[Required work]:
Could you render every line of the material below as a Markdown table with the columns "Row" and "Content", skipping blank lines and leaving out the pictures?

[Exercise inputs]:
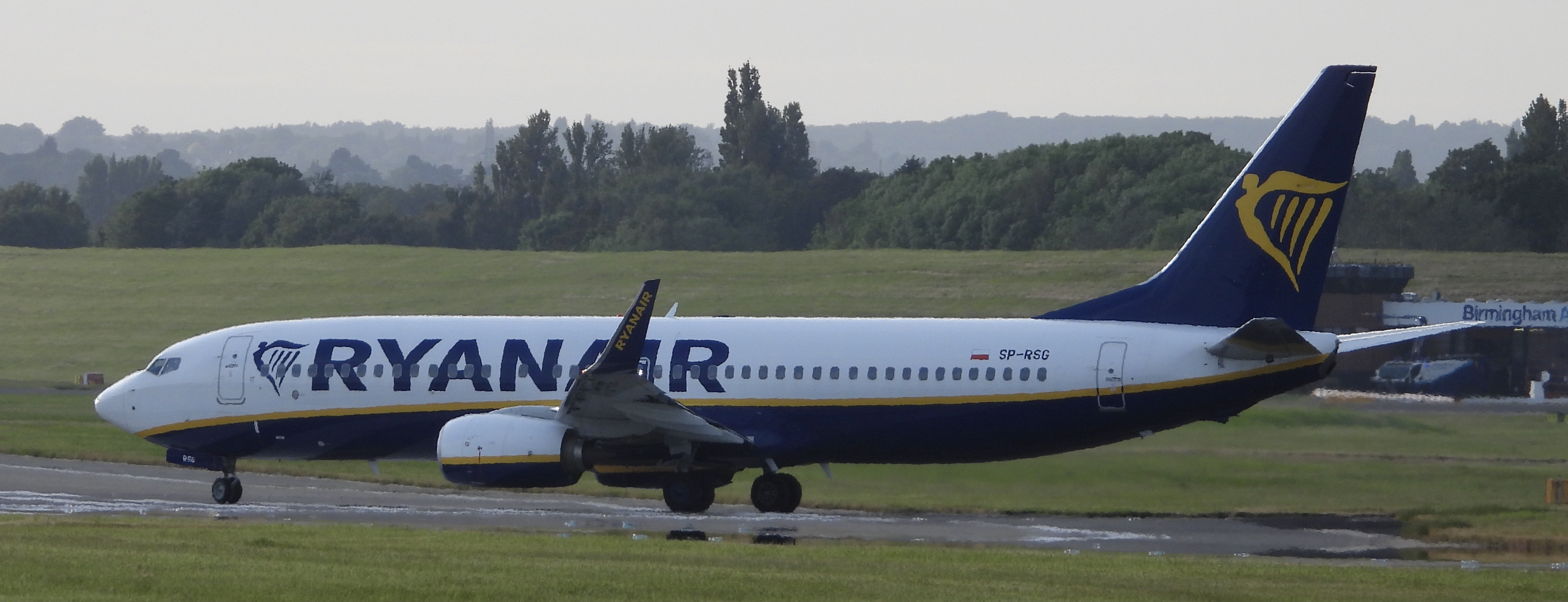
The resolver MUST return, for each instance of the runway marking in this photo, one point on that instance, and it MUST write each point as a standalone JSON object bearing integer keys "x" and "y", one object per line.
{"x": 1062, "y": 534}
{"x": 98, "y": 474}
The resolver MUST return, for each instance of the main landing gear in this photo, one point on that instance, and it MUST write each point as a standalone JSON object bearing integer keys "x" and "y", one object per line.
{"x": 228, "y": 488}
{"x": 775, "y": 493}
{"x": 689, "y": 493}
{"x": 694, "y": 493}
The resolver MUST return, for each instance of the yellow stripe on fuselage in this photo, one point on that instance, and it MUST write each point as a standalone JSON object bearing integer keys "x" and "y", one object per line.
{"x": 338, "y": 411}
{"x": 537, "y": 458}
{"x": 755, "y": 402}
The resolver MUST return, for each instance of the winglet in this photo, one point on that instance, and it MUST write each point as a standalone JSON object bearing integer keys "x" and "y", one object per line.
{"x": 625, "y": 350}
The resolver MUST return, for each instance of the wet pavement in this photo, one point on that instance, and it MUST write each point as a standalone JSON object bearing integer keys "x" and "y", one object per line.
{"x": 66, "y": 487}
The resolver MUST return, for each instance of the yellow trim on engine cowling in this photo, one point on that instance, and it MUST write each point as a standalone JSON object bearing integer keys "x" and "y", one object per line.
{"x": 606, "y": 469}
{"x": 537, "y": 458}
{"x": 756, "y": 402}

[Written answer]:
| Row | Content |
|---|---|
| 1 | The resolver MUST return, for each instance of the runway marking in this photo, one point on that instance, and it MUST write each point as a standalone JSON object bearing integer keys "x" and "y", one object per line. |
| 2 | {"x": 1062, "y": 534} |
| 3 | {"x": 98, "y": 474} |
| 4 | The resolver MUST return, for each instance of the main landing gear in this photo, one point on that instance, and it MUST write each point as a standalone JSON object bearing integer keys "x" and "y", one object per line. |
| 5 | {"x": 228, "y": 488} |
| 6 | {"x": 775, "y": 493} |
| 7 | {"x": 689, "y": 493} |
| 8 | {"x": 694, "y": 493} |
| 9 | The resolver MUST return, for each instance of the yellow stripe on fuselage in this photo, one point on that instance, and it MUST write each point as a standalone JSON object bearing integer keys "x" and "y", one object per line. |
| 10 | {"x": 338, "y": 411} |
| 11 | {"x": 537, "y": 458} |
| 12 | {"x": 755, "y": 402} |
| 13 | The resolver MUST return, for each instance of the winglet in this photo, one point on that instance, and it MUST write each point as a standalone JSON object bearing integer keys "x" and "y", one object per line. |
| 14 | {"x": 625, "y": 350} |
| 15 | The resolver MUST return, for each instance of the wet pavement in this photo, one point on that instance, and it MUST write each point as a standalone JSON object bearing integer keys "x" and "y", one object per line. |
| 16 | {"x": 66, "y": 487} |
| 17 | The resolver MUST return, for each instance of the yellow trim on engine cowling in this photo, one point on that instance, and it MUST write each point as a standalone JSON object bearing integer keys "x" and "y", one object per line. |
| 18 | {"x": 606, "y": 469} |
| 19 | {"x": 537, "y": 458} |
| 20 | {"x": 756, "y": 402} |